Start of SOURCE EXTRACT
A Day In My Life: My Most Common Delusions

A Day In My Life: My Most Common Delusions

Having delusions is one of the most feared and fear mongered symptoms of Schizophrenia and Schizoaffective Disorder. Some people believe God is speaking to them directly or through a TV or through the radio. Some people believe they have supernatural powers or is a chosen one to lead a religious or secular special mission. There is an incredible variety in the delusions which may afflict people. When properly medicated many people have these delusions completely disappear and then there are some that don’t.

I am one of those that always has my delusions in varying degree no matter what medication cocktail I have tried. Thankfully when medicated I know they are delusions and not part of reality, although everything around me, my feelings, my thoughts tell me they are true. Sometimes it’s a vicious fight between the part of me grounded in reality and the part that isn’t. The level of stress and anxiety I am going through largely determines which part of me will win the fight.

Thankfully I rarely have delusions like those I previously referenced. My delusions can be summed up as thought broadcasting and thought insertion which drives my paranoia. Thought broadcasting is when I believe that other people can hear or read my thoughts. Whereas thought insertion is when I have thoughts that feel foreign to me and seem as if they have been inserted by an outside person. I rarely have both at the same time, but when I do it is crippling. Having either of these delusions can lead me to isolating from society, my support structure, my friends and family, and even the people I believe are controlling or spying on my thoughts. It’s not often, but the more I am unable to separate reality from what I’m feeling the more paranoid I become.

As much as my medication cocktail helps me survive everyday life and be a functioning member of society it never fully eradicates either my delusions or auditory hallucinations. I find myself reality testing when I’m dealing with thought broadcasting by thinking nod your head if you can read my thoughts. Of course nobody ever does which only feeds my paranoia that they don’t want me to know. When my meds aren’t working I’ve narrowly escaped going inpatient in a mental hospital on multiple occasions. I have had several partial hospitalizations though where I spend my days at the hospital, but am allowed to sleep at home.
End of SOURCE EXTRACT
In the essay on delusions, what largely determines whether the part of the writer grounded in reality wins the fight?
Start of GIVEN INFORMATION
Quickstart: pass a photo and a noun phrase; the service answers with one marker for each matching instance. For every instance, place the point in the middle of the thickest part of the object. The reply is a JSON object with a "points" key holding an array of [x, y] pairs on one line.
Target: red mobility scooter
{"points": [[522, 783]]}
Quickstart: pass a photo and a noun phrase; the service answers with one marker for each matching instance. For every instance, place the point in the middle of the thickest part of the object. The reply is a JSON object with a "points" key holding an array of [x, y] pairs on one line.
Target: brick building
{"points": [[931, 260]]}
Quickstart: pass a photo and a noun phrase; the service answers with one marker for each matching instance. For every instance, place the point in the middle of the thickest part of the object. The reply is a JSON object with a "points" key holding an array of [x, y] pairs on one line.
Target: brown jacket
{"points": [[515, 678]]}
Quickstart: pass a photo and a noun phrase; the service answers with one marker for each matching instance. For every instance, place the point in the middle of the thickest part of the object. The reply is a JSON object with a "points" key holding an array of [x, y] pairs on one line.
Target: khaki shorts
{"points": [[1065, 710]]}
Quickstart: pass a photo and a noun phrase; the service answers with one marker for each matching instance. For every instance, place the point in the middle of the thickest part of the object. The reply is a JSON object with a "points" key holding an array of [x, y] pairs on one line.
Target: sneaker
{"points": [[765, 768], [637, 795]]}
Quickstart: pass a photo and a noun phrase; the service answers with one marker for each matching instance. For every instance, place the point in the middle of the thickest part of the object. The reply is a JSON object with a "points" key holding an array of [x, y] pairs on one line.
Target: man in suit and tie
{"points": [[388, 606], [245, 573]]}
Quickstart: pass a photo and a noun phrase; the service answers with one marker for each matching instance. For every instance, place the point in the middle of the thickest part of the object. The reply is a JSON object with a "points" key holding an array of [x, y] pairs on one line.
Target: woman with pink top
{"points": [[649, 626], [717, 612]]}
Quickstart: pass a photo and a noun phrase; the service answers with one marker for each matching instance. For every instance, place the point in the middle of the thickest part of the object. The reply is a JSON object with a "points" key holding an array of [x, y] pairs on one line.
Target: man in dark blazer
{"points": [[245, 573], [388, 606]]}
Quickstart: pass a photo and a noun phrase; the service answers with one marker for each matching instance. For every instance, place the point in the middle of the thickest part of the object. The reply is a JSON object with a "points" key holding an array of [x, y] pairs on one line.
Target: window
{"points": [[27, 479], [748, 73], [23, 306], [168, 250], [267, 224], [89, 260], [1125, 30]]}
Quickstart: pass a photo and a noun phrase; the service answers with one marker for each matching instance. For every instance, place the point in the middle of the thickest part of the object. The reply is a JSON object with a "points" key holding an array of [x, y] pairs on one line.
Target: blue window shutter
End of GIVEN INFORMATION
● **TASK OUTPUT**
The level of stress and anxiety the writer is going through.